## SUPPLIED TEXT:
Watch the Dollar Bill Disappear



By Robert Ringer

In Part VIII of this article, I pointed out that the hatmaker is totally ignorant of the government's money printing policies, so he has no idea why prices are rising all around him while he still has only one "dollar." As a result, he's open to the false solutions offered up by sloganeering politicians whose main objective is to win reelection.

For example, Babybama keeps saying things like, "You and I together will go forward to change the country and change the world." The hatmaker, feeling shafted but having no idea who did it to him — or how — is primed and ready to hear about "change." He doesn't realize that when Babybama says "Yes we can," he means "Yes we can screw you out of even more of your hard-earned money."

The hatmaker doesn't understand that the cause of his woes is that every "dollar bill" the government printed up and arbitrarily passed out to his neighbors decreased the value of his "dollar." Little does he know that he hasn't seen anything yet. Wait until he experiences the effects of "universal health care" on his standard of living.

All of those newly printed paper "dollars," with no wealth behind them, compete with the hatmaker's "dollar" for the available goods and services in the community. Again, as prices rise, the "dollar bill" the hatmaker was paid no longer has the purchasing power it had when he accepted it.

## EXCERPTED DATA:
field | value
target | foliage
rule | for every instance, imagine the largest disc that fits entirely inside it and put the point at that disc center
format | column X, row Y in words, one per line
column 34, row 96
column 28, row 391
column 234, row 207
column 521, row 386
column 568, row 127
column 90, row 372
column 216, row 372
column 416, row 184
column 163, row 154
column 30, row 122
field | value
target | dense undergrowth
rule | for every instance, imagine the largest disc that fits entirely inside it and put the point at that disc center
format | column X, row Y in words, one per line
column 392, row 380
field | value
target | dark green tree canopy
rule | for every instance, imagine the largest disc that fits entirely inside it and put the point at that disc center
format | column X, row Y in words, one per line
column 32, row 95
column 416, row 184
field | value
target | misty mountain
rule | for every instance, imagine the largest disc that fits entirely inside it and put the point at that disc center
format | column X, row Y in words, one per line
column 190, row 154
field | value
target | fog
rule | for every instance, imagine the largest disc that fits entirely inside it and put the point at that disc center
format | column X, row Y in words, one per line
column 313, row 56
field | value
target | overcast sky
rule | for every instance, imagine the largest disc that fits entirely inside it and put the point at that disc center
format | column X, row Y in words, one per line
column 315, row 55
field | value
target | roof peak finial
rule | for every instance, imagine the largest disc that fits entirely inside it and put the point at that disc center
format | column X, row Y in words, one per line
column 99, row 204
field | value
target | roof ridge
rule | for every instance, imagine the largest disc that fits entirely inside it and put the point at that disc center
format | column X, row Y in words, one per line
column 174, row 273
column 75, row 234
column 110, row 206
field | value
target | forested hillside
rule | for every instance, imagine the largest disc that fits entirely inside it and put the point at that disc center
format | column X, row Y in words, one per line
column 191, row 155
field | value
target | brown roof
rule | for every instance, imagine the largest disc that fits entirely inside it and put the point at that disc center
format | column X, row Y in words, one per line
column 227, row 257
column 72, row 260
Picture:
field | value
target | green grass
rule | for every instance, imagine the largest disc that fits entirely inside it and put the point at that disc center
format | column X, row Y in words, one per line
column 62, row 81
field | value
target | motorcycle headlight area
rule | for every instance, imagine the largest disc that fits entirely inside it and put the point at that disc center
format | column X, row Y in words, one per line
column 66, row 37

## PROBLEM SET:
A) Duplicate the passage of the dollar bill article starting at "The hatmaker doesn't" and ending at "he accepted it.".
B) Pull out each line of the records that contains the string "target". Match case exactly.

## ANSWERS FOR THE TASKS:
A)
The hatmaker doesn't understand that the cause of his woes is that every "dollar bill" the government printed up and arbitrarily passed out to his neighbors decreased the value of his "dollar." Little does he know that he hasn't seen anything yet. Wait until he experiences the effects of "universal health care" on his standard of living.

All of those newly printed paper "dollars," with no wealth behind them, compete with the hatmaker's "dollar" for the available goods and services in the community. Again, as prices rise, the "dollar bill" the hatmaker was paid no longer has the purchasing power it had when he accepted it.

B)
target | foliage
target | dense undergrowth
target | dark green tree canopy
target | misty mountain
target | fog
target | overcast sky
target | roof peak finial
target | roof ridge
target | forested hillside
target | brown roof
target | green grass
target | motorcycle headlight area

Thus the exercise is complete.